**Page text**
Topical and systemic applications of PDT have shown good results in BCC, except in nodular and morpheaform lesions. A moderate response was seen in pigmented BCC. It is valuable for multiple recurring BCC in Gorlin’s syndrome.

Topical PDT is effective in carcinoma in situ and in early invasive SCC, if the conventional therapy not practical. It is a useful diagnostic and an adjuvant therapeutic tool in advanced SCC.

In Kaposi’s sarcoma, the PDT response rate is enhanced along with other modalities.

PDT, in its current form, is not acceptable in Multiple myeloma.

Lip dysplasia which is caused by nicotine abuse is manageable with PDT

It is effective in actinic cheilitis, where cryotherapy, CO₂ laser, 5FU and retinoids had failed earlier.

Good results are observed in keratoacanthomas.

It is inefficient in cutaneous liposarcomas

It is efficient in recalcitrant common warts

It is an efficient modality with excellent cosmesis in cutaneous vascular malformations

The low fluences promote hair growth and the high light doses lead to permanent hair loss without affecting the dermis which is adjacent to the hair follicles

PHOTODYNAMIC THERAPY - ADVERSE EFFECTS

Burning pain, stinging or itching which are restricted to the illuminated area during the light exposure. They rarely continue for few hours

Erythema and mild oedema of the treated area

A light overdose causes blistering, ulceration or excessive necrosis

A cutaneous photosensitivity with systemic PDT for 4 to 6 weeks, even upto 6 months

Residual hyperpigmentation and hypopigmentation, but they resolve soon

Allergic reactions like urticaria to the photosensitizers, are seen.

Systemic PDT with the use of various sensitizers can cause nausea, vomiting and liver function abnormalities

It is hazardous in porphyria. Especially, ALA penetrates the blood brain barrier, leading to neurologic symptoms.

It can aggravate systemic lupus erythematosus

Koebner reaction of psoriasis during the treatment of AKs and SCCs, which is induced by UVB for psoriasis.

PDT IN ORAL LESIONS

Photodynamic therapy is an important treatment option for the patients who present with recurrent carcinomas or secondary tumours of the upper aerodigestive tract and who have failed or have been unsuitable for other treatments. Oral erythroplakia (OEL) and oral verrucous hyperplasia (OVH) which are considered to have the highest malignant transformation potentials among all the precancerous lesions, showed better clinical outcomes with PDT in about 66–95% of the patients [12, 13]. But the treatment of oral leukoplakia (OL) still hasn’t shown high outcomes.

**To do**
#1 Please echo the photodynamic therapy text starting at "Burning pain, stinging" and ending at "photosensitizers, are seen.".
#2 In the photodynamic therapy text, how long can cutaneous photosensitivity last after systemic PDT?

**Supplied material**
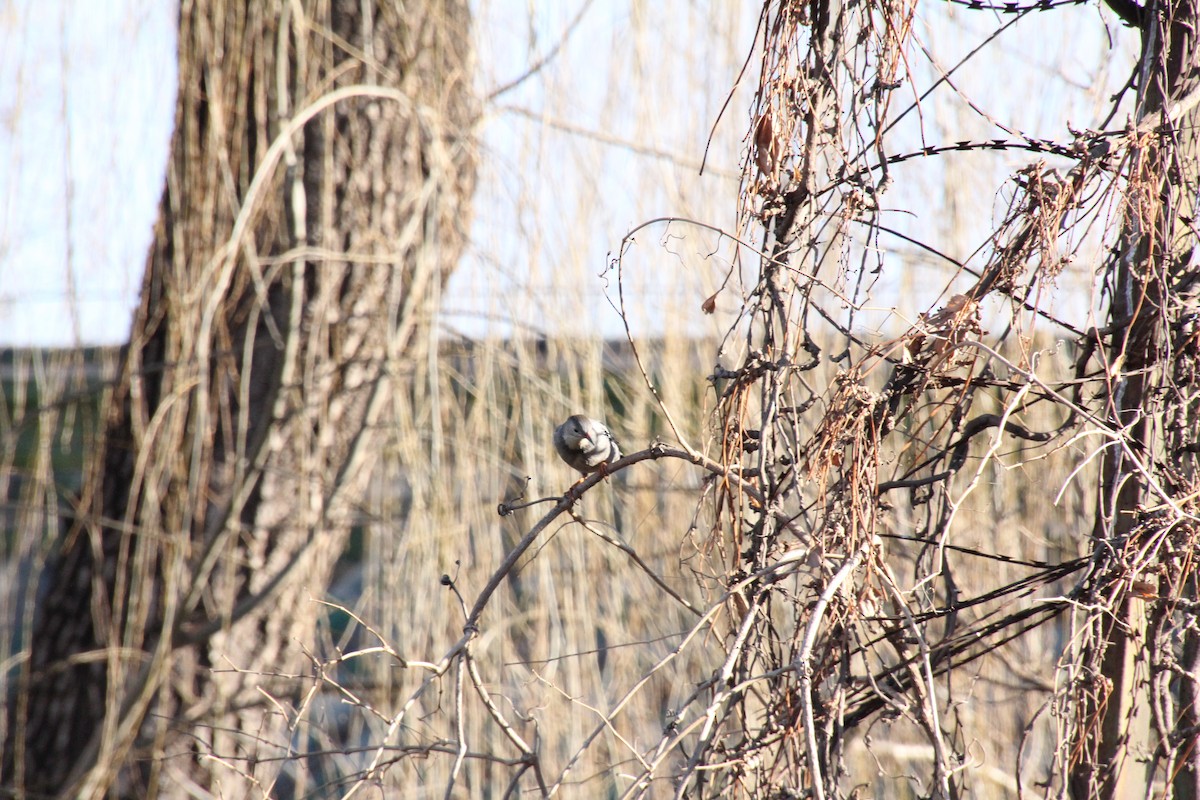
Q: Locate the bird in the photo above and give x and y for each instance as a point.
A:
(586, 444)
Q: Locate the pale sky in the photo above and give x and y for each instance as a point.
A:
(607, 134)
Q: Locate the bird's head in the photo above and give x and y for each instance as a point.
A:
(576, 431)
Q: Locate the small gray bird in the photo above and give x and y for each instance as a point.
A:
(587, 445)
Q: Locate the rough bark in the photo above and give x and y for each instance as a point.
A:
(1151, 396)
(316, 197)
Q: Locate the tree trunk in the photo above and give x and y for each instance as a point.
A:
(1153, 359)
(316, 198)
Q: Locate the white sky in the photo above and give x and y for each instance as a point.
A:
(87, 103)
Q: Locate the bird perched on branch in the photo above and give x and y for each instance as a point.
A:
(585, 444)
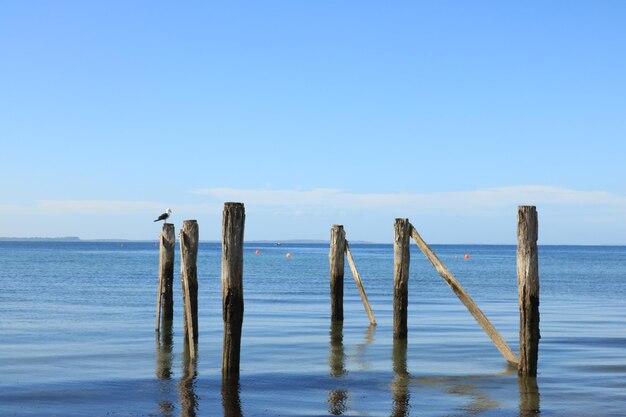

**Solved tasks**
#1
Burning pain, stinging or itching which are restricted to the illuminated area during the light exposure. They rarely continue for few hours

Erythema and mild oedema of the treated area

A light overdose causes blistering, ulceration or excessive necrosis

A cutaneous photosensitivity with systemic PDT for 4 to 6 weeks, even upto 6 months

Residual hyperpigmentation and hypopigmentation, but they resolve soon

Allergic reactions like urticaria to the photosensitizers, are seen.

#2 For 4 to 6 weeks, and even up to 6 months.